* **Data listing**

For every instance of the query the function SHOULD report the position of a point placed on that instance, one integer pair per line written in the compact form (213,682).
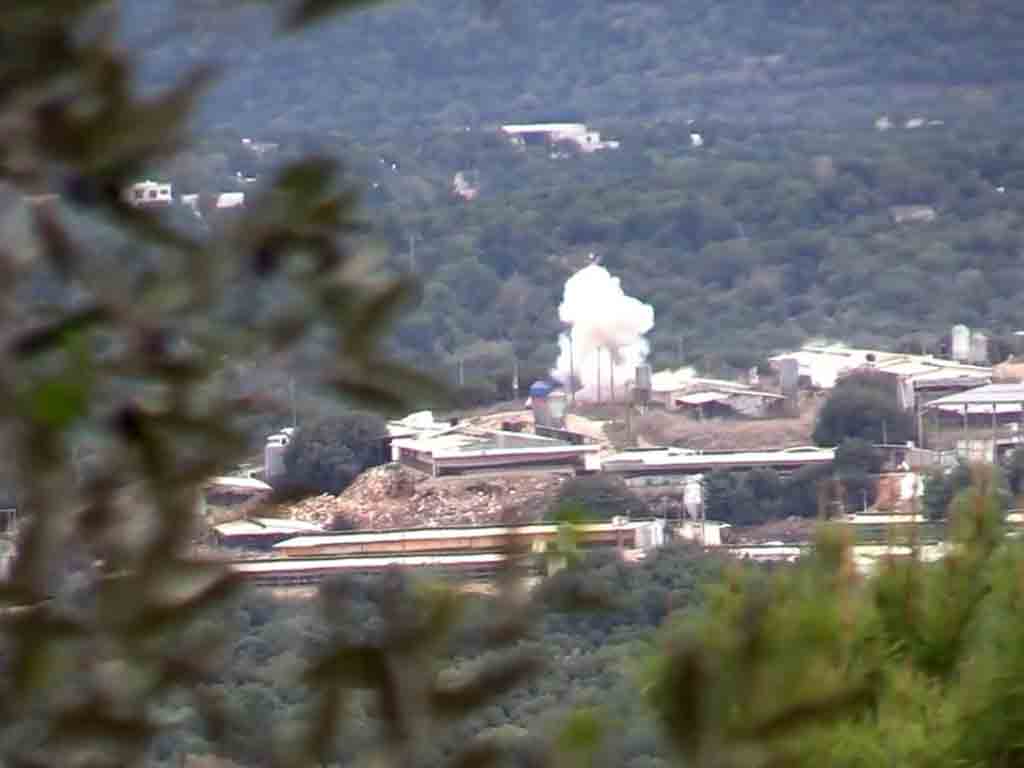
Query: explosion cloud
(607,331)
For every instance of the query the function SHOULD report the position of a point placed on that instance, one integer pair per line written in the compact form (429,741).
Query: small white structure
(273,455)
(912,214)
(576,133)
(192,203)
(148,194)
(260,147)
(463,187)
(230,200)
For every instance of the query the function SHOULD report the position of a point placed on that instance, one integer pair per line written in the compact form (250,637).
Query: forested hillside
(778,227)
(421,65)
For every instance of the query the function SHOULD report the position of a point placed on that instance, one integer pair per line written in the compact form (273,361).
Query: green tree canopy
(862,406)
(327,456)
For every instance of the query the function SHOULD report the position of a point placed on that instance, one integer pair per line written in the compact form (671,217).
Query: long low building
(623,535)
(289,571)
(683,462)
(462,452)
(261,532)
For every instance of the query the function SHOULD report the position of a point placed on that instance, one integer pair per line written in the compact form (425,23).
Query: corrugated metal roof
(240,483)
(286,564)
(419,535)
(698,398)
(266,526)
(999,394)
(669,459)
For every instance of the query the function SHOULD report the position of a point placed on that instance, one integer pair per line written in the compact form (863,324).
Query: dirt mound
(395,497)
(790,530)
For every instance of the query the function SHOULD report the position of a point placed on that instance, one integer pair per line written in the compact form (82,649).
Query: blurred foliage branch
(129,360)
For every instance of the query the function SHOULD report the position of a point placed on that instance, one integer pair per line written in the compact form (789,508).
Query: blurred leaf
(37,341)
(355,666)
(58,402)
(494,679)
(309,11)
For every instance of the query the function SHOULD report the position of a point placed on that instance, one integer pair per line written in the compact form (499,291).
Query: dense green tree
(862,406)
(599,497)
(327,456)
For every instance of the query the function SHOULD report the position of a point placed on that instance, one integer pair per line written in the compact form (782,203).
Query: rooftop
(468,439)
(981,399)
(266,526)
(681,459)
(420,535)
(238,483)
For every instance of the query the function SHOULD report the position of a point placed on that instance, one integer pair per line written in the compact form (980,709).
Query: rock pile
(395,497)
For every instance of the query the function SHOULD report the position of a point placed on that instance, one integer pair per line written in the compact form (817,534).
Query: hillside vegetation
(778,228)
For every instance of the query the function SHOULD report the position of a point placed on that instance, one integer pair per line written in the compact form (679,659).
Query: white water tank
(273,456)
(961,343)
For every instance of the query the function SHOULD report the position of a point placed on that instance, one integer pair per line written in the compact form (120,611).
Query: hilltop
(412,67)
(820,126)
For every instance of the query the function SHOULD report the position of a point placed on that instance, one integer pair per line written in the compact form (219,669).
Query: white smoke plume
(607,335)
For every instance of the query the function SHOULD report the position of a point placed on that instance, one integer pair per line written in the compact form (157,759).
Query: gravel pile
(395,497)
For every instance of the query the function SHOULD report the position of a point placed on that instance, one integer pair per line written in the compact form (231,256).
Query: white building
(576,133)
(230,200)
(148,194)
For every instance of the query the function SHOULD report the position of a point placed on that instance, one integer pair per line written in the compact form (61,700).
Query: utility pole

* **Action item**
In your copy of the data above, leave out the pictures and repeat everything else exactly.

* **Solution to this problem**
For every instance of the query the function SHOULD report the position of a point placed on that instance, one integer pair per line written in the compact form (213,682).
Query: explosion cloud
(607,331)
For every instance of the query the function SHOULD report the position of a point placed on that instance, one integer pair per line written in the compact form (429,741).
Query: small white structure
(273,455)
(912,214)
(576,133)
(192,203)
(148,194)
(260,147)
(463,187)
(230,200)
For every instance of the query the function SHOULD report the position of a point placed on that instance, one integer pair per line written in the compact form (250,637).
Query: forested hillside
(778,227)
(421,65)
For every instance of the query the function SHOULD report the position of a point placed on that instance, one integer pair per line written in the compact form (273,361).
Query: green tree canopy
(862,406)
(327,456)
For every instance of the query the function SHOULD report the position of a point placed on that instance, one integer pair per line written in the compact form (671,217).
Query: long low building
(623,535)
(289,571)
(683,462)
(462,452)
(261,532)
For every instance of the query the function SHOULD report the position of a point placed on that instance, one integer pair per line written in the compact form (425,23).
Query: corrugated metal roof
(240,483)
(286,564)
(419,535)
(698,398)
(266,526)
(999,394)
(669,459)
For every instance of the query the function SHOULD report the position of a point placed on that instance, one integer pair per line written in the compact form (863,324).
Query: dirt mound
(395,497)
(790,530)
For every instance of the query the function SHOULD report the position of a point placed on that instance, one integer pair per line written in the compact form (82,649).
Query: blurred foliage branch
(129,360)
For every instance of the query the function SHOULD report the position of a point placed on that instance, one integer pair per line written in the compact form (789,508).
Query: blurred leaf
(37,341)
(355,666)
(58,402)
(494,679)
(309,11)
For every instance of the query the function SHOULD report the position of a point placed on that instance, one integer pair per line written in the compact form (499,291).
Query: dense green tree
(862,406)
(599,497)
(327,456)
For every instance of the query the function SHOULD report the position of a point placed on that instance, one integer pair per line written in the compact form (782,203).
Query: rooftop
(468,439)
(981,399)
(266,526)
(681,459)
(420,535)
(238,483)
For every instance of the query the function SHOULD report the position of a point placed on that instance, one integer pair per line written in the compact form (980,709).
Query: rock pile
(395,497)
For every instance of the query the function SHOULD report the position of a point placed on that instance, one integer pair per line written in the compact form (817,534).
Query: hillside vegetation
(778,228)
For every instance of the query the function SHOULD report the position of a point placed on that instance, one integer pair per line written in the compact form (679,659).
Query: white water tank
(273,456)
(961,343)
For every instance of the query the function SHOULD report the position of a point placed on that instance, one integer pair per line written in the compact form (120,611).
Query: hilltop
(412,67)
(820,126)
For every instance of the query the function SHOULD report the position of a point placed on that instance, one integer pair per line written in the compact form (219,669).
Query: white smoke plume
(607,335)
For every instance of the query the function SHOULD report the position of a point placed on that instance, one integer pair per line written in the compact form (157,759).
Query: gravel pile
(395,497)
For every instance of the query the function SHOULD report the position of a point placed on that instance, one integer pair per line written in the compact form (231,256).
Query: white building
(576,133)
(230,200)
(148,194)
For every instance of the query the function SHOULD report the position of a point placed on that instance, one integer pair per line written in the compact form (61,700).
Query: utility pole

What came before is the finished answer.